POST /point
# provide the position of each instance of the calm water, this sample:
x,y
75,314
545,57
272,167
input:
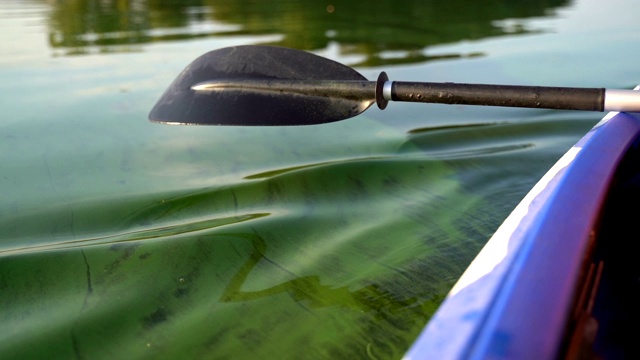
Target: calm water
x,y
120,237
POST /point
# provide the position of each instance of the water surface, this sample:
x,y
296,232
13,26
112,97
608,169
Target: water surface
x,y
120,237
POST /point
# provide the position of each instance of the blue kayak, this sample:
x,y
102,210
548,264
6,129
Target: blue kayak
x,y
559,278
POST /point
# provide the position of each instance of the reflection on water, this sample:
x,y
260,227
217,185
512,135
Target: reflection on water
x,y
384,32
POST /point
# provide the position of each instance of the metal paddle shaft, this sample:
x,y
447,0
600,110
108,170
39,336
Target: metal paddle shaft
x,y
499,95
268,85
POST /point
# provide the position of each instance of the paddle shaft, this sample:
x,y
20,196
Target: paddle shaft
x,y
591,99
544,97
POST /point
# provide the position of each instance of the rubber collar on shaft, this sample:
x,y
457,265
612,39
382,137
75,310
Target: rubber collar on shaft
x,y
380,100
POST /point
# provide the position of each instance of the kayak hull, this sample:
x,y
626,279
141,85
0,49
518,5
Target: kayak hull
x,y
516,299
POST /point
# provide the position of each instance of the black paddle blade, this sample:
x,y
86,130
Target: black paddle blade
x,y
180,104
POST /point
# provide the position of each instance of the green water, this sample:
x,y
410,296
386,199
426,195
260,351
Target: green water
x,y
120,238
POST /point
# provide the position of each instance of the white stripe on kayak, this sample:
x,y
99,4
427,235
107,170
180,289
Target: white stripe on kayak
x,y
496,249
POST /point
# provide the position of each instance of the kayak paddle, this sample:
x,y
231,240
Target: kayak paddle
x,y
269,85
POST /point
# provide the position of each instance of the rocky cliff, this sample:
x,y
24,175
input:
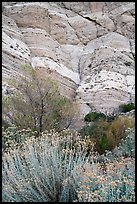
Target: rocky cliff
x,y
88,47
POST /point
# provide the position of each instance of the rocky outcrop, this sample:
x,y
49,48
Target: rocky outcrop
x,y
88,47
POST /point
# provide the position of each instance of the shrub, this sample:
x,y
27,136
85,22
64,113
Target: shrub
x,y
42,170
13,137
126,147
113,183
107,135
126,107
36,103
94,116
39,171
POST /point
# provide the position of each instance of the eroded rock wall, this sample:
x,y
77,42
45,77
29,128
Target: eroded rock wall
x,y
88,47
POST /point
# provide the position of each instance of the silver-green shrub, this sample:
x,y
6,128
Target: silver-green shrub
x,y
41,171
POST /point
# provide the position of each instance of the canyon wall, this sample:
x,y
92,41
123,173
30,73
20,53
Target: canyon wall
x,y
88,47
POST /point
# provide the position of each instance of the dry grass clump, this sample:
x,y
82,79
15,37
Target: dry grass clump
x,y
55,167
115,182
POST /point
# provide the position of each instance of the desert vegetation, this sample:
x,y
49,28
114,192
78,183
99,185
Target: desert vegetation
x,y
44,161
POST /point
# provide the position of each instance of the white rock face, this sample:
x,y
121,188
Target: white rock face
x,y
88,47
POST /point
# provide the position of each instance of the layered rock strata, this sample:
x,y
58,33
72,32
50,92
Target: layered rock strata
x,y
88,47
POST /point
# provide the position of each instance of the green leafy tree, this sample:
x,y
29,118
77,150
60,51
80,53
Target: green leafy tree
x,y
36,103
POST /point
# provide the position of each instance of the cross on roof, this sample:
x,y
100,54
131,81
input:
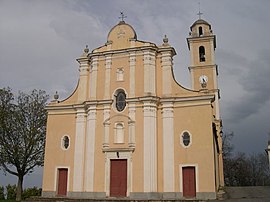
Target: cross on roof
x,y
199,14
122,16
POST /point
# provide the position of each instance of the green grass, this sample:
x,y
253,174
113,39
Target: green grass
x,y
7,200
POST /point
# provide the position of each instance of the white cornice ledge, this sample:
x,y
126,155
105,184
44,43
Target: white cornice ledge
x,y
210,98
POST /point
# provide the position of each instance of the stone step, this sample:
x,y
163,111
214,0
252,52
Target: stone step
x,y
42,199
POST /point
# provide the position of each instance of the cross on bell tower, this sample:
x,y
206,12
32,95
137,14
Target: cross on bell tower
x,y
122,16
199,14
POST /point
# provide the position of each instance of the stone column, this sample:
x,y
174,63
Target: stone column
x,y
168,146
79,150
166,65
150,147
149,73
90,149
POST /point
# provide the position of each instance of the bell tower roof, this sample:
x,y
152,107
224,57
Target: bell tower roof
x,y
199,22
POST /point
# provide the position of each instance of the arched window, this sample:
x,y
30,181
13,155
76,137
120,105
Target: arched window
x,y
202,53
119,133
65,142
120,101
200,31
120,74
186,138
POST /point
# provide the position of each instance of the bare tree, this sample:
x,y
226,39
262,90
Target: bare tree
x,y
22,133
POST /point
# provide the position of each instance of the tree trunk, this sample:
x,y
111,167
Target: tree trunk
x,y
19,188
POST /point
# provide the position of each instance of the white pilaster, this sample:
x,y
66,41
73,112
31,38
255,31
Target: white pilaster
x,y
79,151
131,124
106,115
150,147
107,77
166,73
168,147
93,79
132,64
149,73
90,149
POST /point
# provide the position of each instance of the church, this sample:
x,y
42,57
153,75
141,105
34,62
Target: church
x,y
130,130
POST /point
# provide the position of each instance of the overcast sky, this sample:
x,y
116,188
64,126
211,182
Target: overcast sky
x,y
40,41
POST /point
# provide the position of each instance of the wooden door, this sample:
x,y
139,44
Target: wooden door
x,y
189,182
62,182
118,178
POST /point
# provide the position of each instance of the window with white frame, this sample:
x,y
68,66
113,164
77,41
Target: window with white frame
x,y
119,133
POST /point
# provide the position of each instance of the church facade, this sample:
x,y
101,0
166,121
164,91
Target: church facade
x,y
130,130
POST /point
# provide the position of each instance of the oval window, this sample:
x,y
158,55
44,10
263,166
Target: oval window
x,y
120,101
186,138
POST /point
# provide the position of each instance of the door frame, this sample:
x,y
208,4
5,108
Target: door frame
x,y
181,166
120,174
56,178
114,155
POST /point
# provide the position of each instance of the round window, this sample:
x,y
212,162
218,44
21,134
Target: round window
x,y
120,101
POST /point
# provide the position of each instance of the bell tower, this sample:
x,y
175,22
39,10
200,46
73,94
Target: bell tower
x,y
202,44
204,72
203,69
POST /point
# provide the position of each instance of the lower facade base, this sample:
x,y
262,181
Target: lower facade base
x,y
135,195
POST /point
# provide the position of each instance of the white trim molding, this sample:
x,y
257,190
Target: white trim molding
x,y
181,166
118,154
56,177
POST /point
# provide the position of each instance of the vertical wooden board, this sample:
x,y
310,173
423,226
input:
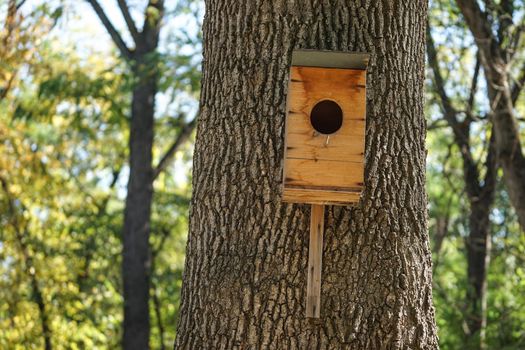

GIVEN REQUEST:
Count the lines above that contain the word "bare". Reply with the number only.

RESPONSE FOR THIS EXERCISE:
2